Post by kennyc » Wed Mar 19, 2014 3:50 pm

a small excerpt from the opening essay, The Slit:

Some lands are flat and grass-covered, and smile so evenly up at the sun that they seem forever youthful, untouched by man or time. Some are torn, ravaged and convulsed like the features of profane old age. Rocks are wrenched up and exposed to view; black pits receive the sun but give back no light.
It was to such a land I rode, but I rode to it across a sunlit, timeless prairie over which nothing passed but antelope or a wandering bird. On the verge where that prairie halted before a great wall of naked sandstone and clay, I came upon the Slit. A narrow crack worn by some descending torrent had begun secretly, far back in the prairie grass, and worked itself deeper and deeper into the fine sandstone that led by devious channels into the broken waste beyond. I rode back along the crack to a spot where I could descend into it, dismounted, and left my horse to graze.

The crack was only about body-width and, as I worked my way downward, the light turned dark and green from the overhanging grass. Above me the sky became a narrow slit of distant blue, and the sandstone was cool to my hands on either side. The Slit was a little sinister—like an open grave, assuming the dead were enabled to take one last look—for over me the sky seemed already as far off as some future century I would never see.
I ignored the sky, then, and began to concentrate on the sandstone walls that had led me into this place. It was tight and tricky work, but that cut was a perfect cross section through perhaps ten million years of time. I hoped to find at least a bone, but I was not quite prepared for the sight I finally came upon. Staring straight out at me, as I slid farther and deeper into the green twilight, was a skull embedded in the solid sandstone. I had come at just the proper moment when it was fully to be seen, the white bone gleaming there in a kind of ashen splendor, water worn, and about to be ground away in the next long torrent.

## TASK
In the excerpt from The Slit, what are the answers to these?
(a) What did the narrator leave behind to graze before going down into the crack?
(b) How wide was the crack?
(c) About how many years of time did the cut in the sandstone walls cross?

## PROVIDED INFORMATION
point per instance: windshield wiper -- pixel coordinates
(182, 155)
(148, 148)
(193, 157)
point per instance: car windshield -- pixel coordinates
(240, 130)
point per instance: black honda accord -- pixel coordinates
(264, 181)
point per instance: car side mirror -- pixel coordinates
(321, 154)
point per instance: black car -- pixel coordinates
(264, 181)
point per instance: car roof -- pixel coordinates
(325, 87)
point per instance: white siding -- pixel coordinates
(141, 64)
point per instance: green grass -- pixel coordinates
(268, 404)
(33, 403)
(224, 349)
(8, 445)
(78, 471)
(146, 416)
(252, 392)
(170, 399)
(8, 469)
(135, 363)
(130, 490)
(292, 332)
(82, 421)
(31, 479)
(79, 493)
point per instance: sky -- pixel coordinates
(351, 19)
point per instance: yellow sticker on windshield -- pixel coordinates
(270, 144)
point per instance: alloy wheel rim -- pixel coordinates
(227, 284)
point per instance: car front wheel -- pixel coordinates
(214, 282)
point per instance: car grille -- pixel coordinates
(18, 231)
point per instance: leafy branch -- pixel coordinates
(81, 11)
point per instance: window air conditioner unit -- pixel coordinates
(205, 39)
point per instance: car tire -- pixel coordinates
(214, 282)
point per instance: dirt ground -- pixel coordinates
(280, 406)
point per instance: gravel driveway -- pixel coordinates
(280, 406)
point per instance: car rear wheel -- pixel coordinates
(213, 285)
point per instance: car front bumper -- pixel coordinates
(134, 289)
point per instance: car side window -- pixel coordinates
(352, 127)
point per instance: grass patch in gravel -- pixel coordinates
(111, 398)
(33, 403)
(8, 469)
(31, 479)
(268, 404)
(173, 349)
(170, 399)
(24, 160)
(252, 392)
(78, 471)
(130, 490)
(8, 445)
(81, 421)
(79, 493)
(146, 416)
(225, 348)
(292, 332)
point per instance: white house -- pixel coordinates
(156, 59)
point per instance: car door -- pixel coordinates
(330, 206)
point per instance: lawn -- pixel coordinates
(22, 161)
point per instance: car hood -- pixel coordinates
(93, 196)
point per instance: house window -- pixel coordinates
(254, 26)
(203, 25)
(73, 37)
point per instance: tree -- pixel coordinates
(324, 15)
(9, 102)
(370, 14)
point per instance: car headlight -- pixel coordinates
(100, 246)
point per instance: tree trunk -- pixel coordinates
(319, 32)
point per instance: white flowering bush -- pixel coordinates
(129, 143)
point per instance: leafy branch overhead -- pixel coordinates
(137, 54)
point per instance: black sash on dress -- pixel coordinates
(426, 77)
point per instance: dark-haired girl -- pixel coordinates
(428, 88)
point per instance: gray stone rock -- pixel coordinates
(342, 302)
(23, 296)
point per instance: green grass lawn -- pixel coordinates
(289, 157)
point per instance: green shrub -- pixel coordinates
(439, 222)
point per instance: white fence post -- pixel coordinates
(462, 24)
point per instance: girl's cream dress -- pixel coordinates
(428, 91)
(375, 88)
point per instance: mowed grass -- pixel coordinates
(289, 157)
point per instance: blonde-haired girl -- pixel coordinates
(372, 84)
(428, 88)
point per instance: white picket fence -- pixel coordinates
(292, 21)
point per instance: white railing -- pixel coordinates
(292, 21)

## FULL ANSWER
(a) The narrator's horse.
(b) Only about body-width.
(c) Perhaps ten million years.